start Dataset

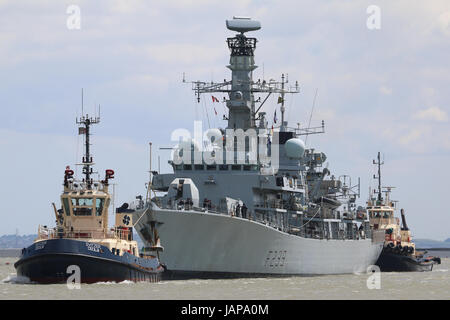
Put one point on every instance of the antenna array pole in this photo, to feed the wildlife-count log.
(379, 163)
(282, 108)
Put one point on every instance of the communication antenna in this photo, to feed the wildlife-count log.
(310, 116)
(85, 121)
(379, 163)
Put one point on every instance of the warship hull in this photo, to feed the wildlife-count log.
(392, 262)
(49, 261)
(211, 245)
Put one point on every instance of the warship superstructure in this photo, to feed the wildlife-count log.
(82, 246)
(399, 251)
(267, 206)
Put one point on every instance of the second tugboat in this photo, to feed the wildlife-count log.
(82, 239)
(399, 252)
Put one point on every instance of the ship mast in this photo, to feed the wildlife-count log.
(379, 163)
(242, 87)
(87, 162)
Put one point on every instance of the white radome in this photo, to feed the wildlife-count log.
(295, 148)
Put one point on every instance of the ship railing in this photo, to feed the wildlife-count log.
(121, 233)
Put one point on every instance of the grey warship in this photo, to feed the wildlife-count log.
(226, 210)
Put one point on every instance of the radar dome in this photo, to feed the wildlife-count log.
(214, 135)
(295, 148)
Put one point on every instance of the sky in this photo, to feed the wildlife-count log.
(382, 89)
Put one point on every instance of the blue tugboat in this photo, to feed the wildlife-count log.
(82, 240)
(399, 251)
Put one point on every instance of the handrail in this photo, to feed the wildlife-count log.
(114, 233)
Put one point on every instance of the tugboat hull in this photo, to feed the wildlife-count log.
(49, 261)
(389, 262)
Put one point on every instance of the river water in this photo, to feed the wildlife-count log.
(395, 285)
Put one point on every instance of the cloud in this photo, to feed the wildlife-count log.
(431, 114)
(443, 22)
(385, 90)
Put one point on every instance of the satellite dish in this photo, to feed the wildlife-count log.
(243, 24)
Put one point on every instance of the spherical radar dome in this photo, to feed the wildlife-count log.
(295, 148)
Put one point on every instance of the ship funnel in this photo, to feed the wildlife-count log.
(243, 24)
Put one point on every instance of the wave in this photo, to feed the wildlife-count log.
(113, 282)
(15, 279)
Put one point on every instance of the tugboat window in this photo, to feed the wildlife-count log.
(66, 206)
(82, 206)
(99, 206)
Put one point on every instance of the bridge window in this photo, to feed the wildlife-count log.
(99, 206)
(82, 206)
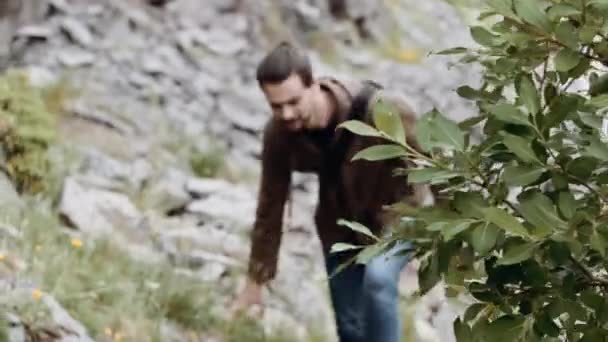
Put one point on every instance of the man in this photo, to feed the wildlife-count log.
(302, 136)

end Dataset

| Task description |
Starting with the line that contains "Put one point on every instance of the radar" and going on through the end of the listing, write every line out again, requests included, raising each coordinate in the points by 88. Leave the pictures out of your answer.

| Exercise answer |
Put one point on every instance of the radar dome in this photo, to feed the wildlife-count log.
(302, 223)
(383, 236)
Put one point on every instance of the sky in this photo, to feed the wildlife-count log.
(470, 177)
Put one point on every instance of the blue tugboat in this photo, to feed the wildlife-count log.
(170, 328)
(487, 339)
Put one point on every instance of the handrail in this photo, to feed the wildlife-count log.
(202, 321)
Put one point on every instance of the tugboat hull in this photo, to feed the wildlife-count log.
(137, 349)
(477, 350)
Put one point on every instance of the river water in this photo, to feed the wildlife-count log.
(483, 373)
Put one point on every instance of the cloud in this photo, to feed the wildlife-count log.
(519, 202)
(531, 110)
(473, 178)
Put one point on every instance of the satellite dish in this photo, to feed the wildlife-count log.
(331, 112)
Put one point on every instance of the spherical radar dome in this photo, to feed the wildlife-count log.
(383, 236)
Put one point on every instance of the ship funnel in this photo, to feed the wildlife-count log.
(331, 112)
Put one point on every instance of the wave in this photo, to feed the wildlife-count log.
(201, 370)
(103, 367)
Put one point on every instance of the tugboat window in this photo, to feed the wildlife-count log.
(154, 294)
(170, 294)
(187, 294)
Put one point on every instance of the bridge window in this photo, to feed the wildlife-count log.
(187, 294)
(170, 294)
Put one point on every instance of the man in this photo, to feed the wildlife-count log.
(390, 224)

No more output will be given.